__REQUESTS__:
(1) From the text on inflation expectations, extract the passage that begins at the words "Most indicators of" and stops after "the money supply.".
(2) In the records, take the lines that begin at the line containing "of the pink" and stop after the line containing "135], [68, 127]]". Reproduce only those lines, substituting "whole-number pairs" for "integer pairs" and keeping everything else the same.

__TEXT SHOWN__:
The market action since the election reflects expectations that US government spending, budget deficits and public debt are likely to soar, presumably based on the idea that the proposed combination of large-scale infrastructure spending and tax cuts will squeeze the federal budget from two sides. Given Trump’s stance on international trade, there is likely also some trepidation regarding future import prices.
Moreover, China is high on the list of Trump’s targets with respect to trade. A significant decline in China’s trade surplus with the US would put renewed pressure on its foreign exchange reserves. China remains the largest US creditor though, and has already turned into a seller of treasury securities. Although we believe the importance of this fact is overestimated, the prospect of China potentially increasing its selling of treasuries further may well be coloring market perceptions to some extent.
Most indicators of market-based inflation expectations were already in an uptrend well before the election. Similar to the trend in bond yields, this has now accelerated. Note that the term “inflation expectations” in this context strictly refers to expectations regarding the future rate of change in CPI. It does not refer to actual inflation, i.e., the expansion of the money supply.
Below are several charts illustrating the situation:
The five year breakeven inflation rate has moved back to levels last seen in the summer of 2015. This may not seem particularly noteworthy at first glance, but the current level of 167 basis points is 80% higher than the low of 93 basis points recorded in February of this year – click to enlarge.
Along similar lines, the 5 year/ 5 year forward inflation rate (which reflects 5 year inflation expectations from a point in time 5 years in the future) has jumped quite a bit as well:
Another perspective is provided by the TIP/TLT ratio. This ratio compares the prices of ETFs tracking long term inflation-protected securities and “normal” long term treasuries. A rising ratio means that TIPs are outperforming treasuries in terms of price, which means the yield differential between these securities is widening as well (i.e., treasury yields are increasing relative to TIPs yields).
This is typically the result of rising inflation expectations, as TIPs are specifically designed to protect investors against an increase in future CPI growth rates. To be sure, the rise in the ratio is a fairly recent phenomenon as well – it was mired in a strong downtrend from early 2012 until July of this year (incidentally it has diverged from other indicators of inflation expectations in the process, by making a lower low in the summer in the wake of the Brexit referendum).
The Yield Curve and Recession Probabilities
It remains of course uncertain whether the expected increase in price inflation on account of Trump’s policies will actually materialize. As noted above, much will depend on the extent to which he will be able and/or willing to implement his proposals. Let us hypothetically assume though that the Trump presidency will actually serve as a “trigger” for rising consumer price inflation.
What remains to be considered in that case is whether the Fed will remain “behind the curve” or not. The Fed would certainly love to tighten policy, mainly in order to have some leeway to cut rates again when the next recession begins. Let us briefly look at the yield curve in this context, or rather a specific part of it, namely the difference between 10 year and 2 year treasury note yields.

[Point annotation dataset records]
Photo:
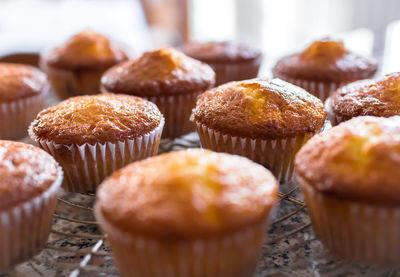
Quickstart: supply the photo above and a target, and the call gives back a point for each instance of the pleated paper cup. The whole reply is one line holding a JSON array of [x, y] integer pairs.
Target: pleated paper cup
[[230, 255], [24, 229], [15, 116], [356, 231], [276, 154], [86, 165], [235, 71], [322, 90]]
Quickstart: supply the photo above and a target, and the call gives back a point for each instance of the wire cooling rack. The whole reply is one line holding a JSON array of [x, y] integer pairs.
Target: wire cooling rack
[[76, 246]]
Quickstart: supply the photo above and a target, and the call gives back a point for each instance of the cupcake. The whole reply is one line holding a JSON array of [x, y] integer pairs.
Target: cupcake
[[23, 91], [265, 120], [29, 183], [367, 97], [323, 67], [166, 77], [231, 61], [75, 68], [350, 176], [92, 136], [187, 213]]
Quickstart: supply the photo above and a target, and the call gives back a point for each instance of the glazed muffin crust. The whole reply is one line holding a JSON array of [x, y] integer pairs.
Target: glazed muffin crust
[[187, 193], [260, 108], [85, 50], [96, 119], [20, 81], [328, 61], [25, 171], [161, 72], [358, 159], [221, 51], [368, 97]]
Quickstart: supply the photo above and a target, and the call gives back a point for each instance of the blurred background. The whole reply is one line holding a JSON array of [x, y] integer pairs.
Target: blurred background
[[277, 27]]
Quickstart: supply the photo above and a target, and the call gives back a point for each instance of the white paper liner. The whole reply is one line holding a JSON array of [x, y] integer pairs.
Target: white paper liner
[[235, 71], [276, 154], [24, 229], [176, 110], [231, 255], [86, 166], [356, 231], [15, 116], [322, 90]]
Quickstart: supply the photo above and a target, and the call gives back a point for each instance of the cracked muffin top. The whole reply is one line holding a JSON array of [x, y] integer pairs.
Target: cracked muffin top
[[380, 97], [19, 81], [260, 108], [187, 193], [326, 60], [227, 51], [164, 71], [359, 159], [96, 119], [26, 172], [85, 50]]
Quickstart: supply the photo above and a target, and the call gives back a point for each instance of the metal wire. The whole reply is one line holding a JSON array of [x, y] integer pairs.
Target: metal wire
[[99, 249]]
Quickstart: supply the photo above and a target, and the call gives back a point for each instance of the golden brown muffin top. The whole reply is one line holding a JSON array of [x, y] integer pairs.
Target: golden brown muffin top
[[19, 81], [260, 108], [85, 50], [96, 119], [359, 159], [326, 60], [368, 97], [160, 72], [227, 51], [25, 172], [187, 193]]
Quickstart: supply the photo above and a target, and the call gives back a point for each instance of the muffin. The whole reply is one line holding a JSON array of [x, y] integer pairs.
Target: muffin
[[29, 183], [367, 97], [231, 61], [323, 67], [350, 176], [265, 120], [187, 213], [166, 77], [75, 68], [92, 136], [23, 91]]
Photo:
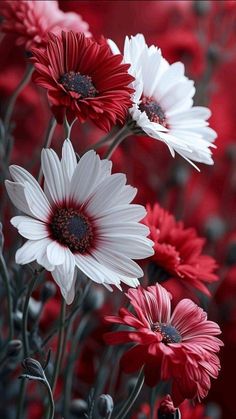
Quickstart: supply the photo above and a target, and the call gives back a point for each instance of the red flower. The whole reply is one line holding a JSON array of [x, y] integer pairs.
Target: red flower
[[83, 79], [180, 347], [178, 250], [31, 20]]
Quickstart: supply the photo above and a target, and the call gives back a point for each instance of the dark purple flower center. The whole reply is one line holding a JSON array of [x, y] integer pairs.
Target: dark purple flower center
[[72, 229], [79, 83], [169, 333], [153, 110]]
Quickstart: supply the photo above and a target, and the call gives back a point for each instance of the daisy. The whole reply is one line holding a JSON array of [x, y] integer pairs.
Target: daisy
[[181, 346], [178, 250], [163, 102], [82, 220], [83, 80], [31, 20]]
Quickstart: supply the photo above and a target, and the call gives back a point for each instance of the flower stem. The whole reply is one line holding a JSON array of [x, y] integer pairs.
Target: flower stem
[[25, 341], [6, 280], [25, 80], [48, 139], [121, 135], [133, 396], [70, 364], [59, 353], [51, 401]]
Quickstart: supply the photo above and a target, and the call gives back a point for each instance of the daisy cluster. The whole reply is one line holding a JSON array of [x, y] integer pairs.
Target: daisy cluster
[[82, 228]]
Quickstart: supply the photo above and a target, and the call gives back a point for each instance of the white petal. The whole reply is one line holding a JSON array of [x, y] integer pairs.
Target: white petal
[[16, 192], [30, 228], [56, 253], [53, 175], [68, 160], [31, 250], [103, 195], [85, 177]]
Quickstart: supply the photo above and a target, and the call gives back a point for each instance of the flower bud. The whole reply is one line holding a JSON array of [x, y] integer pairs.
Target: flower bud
[[48, 291], [79, 408], [167, 409], [105, 405], [33, 368], [14, 347]]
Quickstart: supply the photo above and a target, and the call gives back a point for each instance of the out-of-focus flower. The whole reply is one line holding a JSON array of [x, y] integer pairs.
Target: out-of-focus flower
[[181, 346], [163, 102], [83, 79], [82, 219], [178, 250], [31, 20]]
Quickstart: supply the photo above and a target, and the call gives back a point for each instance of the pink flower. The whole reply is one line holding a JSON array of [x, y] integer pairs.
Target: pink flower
[[31, 20], [178, 250], [180, 346]]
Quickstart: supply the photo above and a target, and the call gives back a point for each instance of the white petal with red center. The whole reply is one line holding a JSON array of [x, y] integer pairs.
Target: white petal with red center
[[56, 253]]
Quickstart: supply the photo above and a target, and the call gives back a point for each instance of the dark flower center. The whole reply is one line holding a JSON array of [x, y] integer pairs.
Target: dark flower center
[[79, 83], [168, 332], [72, 229], [153, 110]]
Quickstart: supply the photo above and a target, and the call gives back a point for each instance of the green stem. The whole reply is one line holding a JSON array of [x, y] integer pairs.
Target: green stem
[[25, 314], [133, 396], [121, 135], [59, 353], [68, 127], [48, 139], [70, 365], [19, 413], [51, 401], [6, 280], [25, 80]]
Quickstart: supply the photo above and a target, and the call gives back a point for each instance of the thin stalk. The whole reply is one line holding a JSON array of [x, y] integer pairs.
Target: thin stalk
[[70, 365], [133, 396], [6, 280], [48, 139], [51, 401], [59, 353], [25, 80], [19, 413], [121, 135], [68, 127]]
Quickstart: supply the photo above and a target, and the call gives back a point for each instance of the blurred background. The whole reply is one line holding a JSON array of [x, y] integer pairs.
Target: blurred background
[[201, 34]]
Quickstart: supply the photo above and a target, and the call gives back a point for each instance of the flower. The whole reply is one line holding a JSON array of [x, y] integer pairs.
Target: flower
[[163, 102], [181, 346], [31, 20], [178, 250], [83, 79], [83, 219]]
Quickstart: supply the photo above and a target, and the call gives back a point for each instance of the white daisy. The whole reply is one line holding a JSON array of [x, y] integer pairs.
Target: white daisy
[[163, 102], [83, 219]]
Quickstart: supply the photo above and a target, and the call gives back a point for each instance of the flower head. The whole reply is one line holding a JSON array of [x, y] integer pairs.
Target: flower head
[[178, 250], [163, 102], [31, 20], [83, 219], [83, 80], [181, 346]]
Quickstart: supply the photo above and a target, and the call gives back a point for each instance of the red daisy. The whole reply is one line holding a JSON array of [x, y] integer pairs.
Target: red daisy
[[180, 347], [31, 20], [178, 250], [83, 79]]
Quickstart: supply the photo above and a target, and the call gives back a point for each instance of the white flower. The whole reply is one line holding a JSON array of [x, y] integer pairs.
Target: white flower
[[83, 219], [163, 102]]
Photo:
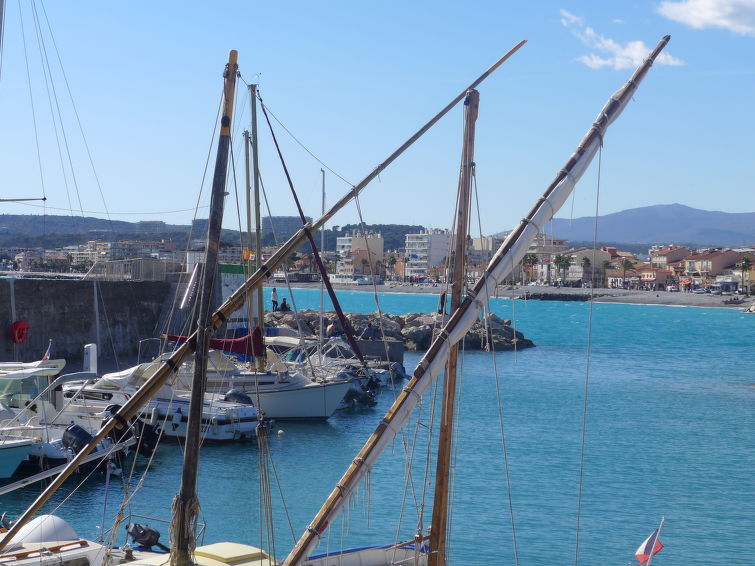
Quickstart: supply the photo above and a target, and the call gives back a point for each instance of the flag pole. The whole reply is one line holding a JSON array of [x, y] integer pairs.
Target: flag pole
[[657, 538]]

__WORKED ANSWERS__:
(1)
Most indicators of market-based inflation expectations were already in an uptrend well before the election. Similar to the trend in bond yields, this has now accelerated. Note that the term “inflation expectations” in this context strictly refers to expectations regarding the future rate of change in CPI. It does not refer to actual inflation, i.e., the expansion of the money supply.

(2)
Quickstart: supply the photo above and a target, and the call gives back a point for each instance of the pink flower. The whole reply is one line holding a JSON array of [x, y] whole-number pairs.
Target: pink flower
[[31, 20], [178, 250], [180, 346]]
Quickstart: supply the photo above and a target, and the call gives back a point for each instance of the white petal with red center. The whole reply is one line holding a JSON array of [x, y] whole-number pairs.
Target: white petal with red center
[[56, 253]]
Quickstart: supply the photo above and a target, and the call gives back a point for each instance of the dark flower center. The whole reply is one line holding a JSON array of [x, y] whole-number pairs.
Target: dark flower center
[[79, 83], [168, 332], [72, 229], [153, 110]]
Quickstart: supply the photo above and a target, and the call gives back a point for each instance of the green stem. The whole reply is one line holding a JSON array of [x, y] whole-number pairs.
Target: green stem
[[25, 314], [133, 396], [121, 135], [59, 353], [68, 127], [48, 139], [70, 365], [19, 413], [51, 401], [6, 280], [25, 80]]
Quickstart: supply the photo above and a target, and the call gives back a point for each instance of the thin stalk. The whole reply is one line holding a JSON array of [x, y] whole-number pairs.
Target: thin stalk
[[70, 365], [133, 396], [6, 280], [48, 139], [51, 401], [59, 353], [25, 80], [19, 413], [121, 135], [68, 127]]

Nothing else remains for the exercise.